Exercise directions
Please output, exactly and without pictures, the lines from the opening of the listing below through the line containing "Target: yellow sign", both included.

Material supplied
______________________________
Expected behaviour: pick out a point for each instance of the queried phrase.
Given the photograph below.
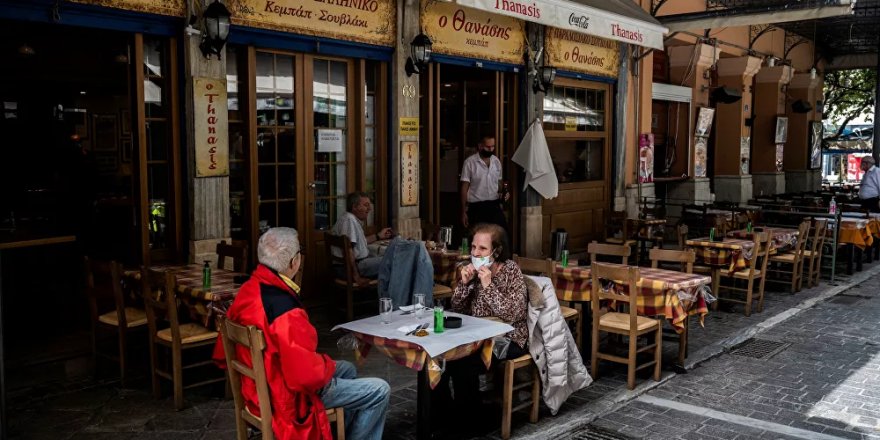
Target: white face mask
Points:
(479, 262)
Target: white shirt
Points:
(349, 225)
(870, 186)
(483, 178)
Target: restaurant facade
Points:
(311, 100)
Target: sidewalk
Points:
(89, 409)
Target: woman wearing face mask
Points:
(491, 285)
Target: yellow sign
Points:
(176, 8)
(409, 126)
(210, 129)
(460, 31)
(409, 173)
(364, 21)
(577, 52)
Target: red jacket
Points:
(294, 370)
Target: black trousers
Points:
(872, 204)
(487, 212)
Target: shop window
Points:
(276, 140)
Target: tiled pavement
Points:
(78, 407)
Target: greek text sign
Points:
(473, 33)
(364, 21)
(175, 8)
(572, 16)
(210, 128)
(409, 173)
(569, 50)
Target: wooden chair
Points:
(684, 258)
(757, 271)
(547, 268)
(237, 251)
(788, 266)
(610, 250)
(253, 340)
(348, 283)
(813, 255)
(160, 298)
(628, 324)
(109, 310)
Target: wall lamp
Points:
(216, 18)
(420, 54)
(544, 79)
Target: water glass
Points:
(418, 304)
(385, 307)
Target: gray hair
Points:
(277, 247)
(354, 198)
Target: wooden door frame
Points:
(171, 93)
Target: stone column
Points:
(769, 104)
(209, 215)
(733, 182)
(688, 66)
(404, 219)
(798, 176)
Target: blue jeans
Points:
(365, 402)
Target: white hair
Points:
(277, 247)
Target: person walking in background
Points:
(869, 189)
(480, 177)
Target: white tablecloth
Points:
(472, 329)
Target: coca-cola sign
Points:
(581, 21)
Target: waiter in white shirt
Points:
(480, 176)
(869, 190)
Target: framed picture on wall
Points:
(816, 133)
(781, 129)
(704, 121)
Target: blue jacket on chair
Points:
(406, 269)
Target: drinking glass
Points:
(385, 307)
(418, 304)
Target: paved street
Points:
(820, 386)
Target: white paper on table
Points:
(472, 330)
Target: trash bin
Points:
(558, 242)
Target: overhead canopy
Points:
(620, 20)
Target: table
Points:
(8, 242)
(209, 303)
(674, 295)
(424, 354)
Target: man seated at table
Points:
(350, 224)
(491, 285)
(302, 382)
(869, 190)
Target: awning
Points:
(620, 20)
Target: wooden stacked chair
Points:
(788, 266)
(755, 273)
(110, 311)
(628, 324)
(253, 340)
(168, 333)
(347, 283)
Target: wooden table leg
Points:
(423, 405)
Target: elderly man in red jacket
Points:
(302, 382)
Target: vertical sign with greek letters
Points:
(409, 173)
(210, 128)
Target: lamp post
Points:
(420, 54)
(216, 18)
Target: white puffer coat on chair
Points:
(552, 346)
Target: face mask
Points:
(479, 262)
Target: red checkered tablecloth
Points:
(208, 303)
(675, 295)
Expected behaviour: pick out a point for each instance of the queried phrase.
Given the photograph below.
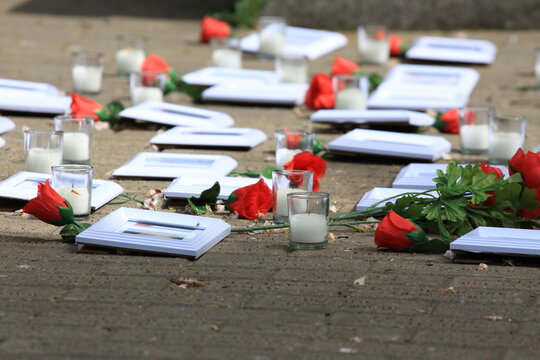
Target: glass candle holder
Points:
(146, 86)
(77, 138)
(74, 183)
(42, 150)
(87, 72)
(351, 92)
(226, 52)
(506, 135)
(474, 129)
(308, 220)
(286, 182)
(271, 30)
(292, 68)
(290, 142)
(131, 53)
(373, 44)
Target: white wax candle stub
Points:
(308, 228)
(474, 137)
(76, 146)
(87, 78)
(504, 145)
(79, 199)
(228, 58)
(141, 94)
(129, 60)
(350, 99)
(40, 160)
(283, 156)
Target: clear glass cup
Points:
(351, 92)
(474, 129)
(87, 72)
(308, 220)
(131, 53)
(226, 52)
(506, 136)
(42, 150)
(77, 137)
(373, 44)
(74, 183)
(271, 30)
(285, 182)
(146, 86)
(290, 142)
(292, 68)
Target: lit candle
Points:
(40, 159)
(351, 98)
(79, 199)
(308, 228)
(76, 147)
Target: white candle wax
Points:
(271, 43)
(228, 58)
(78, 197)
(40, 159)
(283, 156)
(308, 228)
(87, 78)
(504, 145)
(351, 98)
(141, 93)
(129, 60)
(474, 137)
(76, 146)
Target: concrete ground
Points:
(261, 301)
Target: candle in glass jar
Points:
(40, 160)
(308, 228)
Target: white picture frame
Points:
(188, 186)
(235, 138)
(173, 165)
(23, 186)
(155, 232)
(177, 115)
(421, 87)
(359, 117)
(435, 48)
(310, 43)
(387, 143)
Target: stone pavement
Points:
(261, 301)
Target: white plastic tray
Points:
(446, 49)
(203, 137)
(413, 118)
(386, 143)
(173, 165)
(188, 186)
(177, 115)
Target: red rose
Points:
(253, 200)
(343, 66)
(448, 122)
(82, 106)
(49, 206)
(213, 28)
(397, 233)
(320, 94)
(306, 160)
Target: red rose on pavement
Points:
______________________________
Result
Expected behaviour: pick out a point for each instance of the queried phrase.
Given the photograph below.
Target: white face mask
Points:
(479, 262)
Target: white shirt
Points:
(349, 225)
(870, 186)
(483, 178)
Target: restaurant facade
Points:
(311, 100)
Target: sidewalk
Points:
(89, 409)
Target: woman wearing face mask
Points:
(491, 285)
Target: yellow sign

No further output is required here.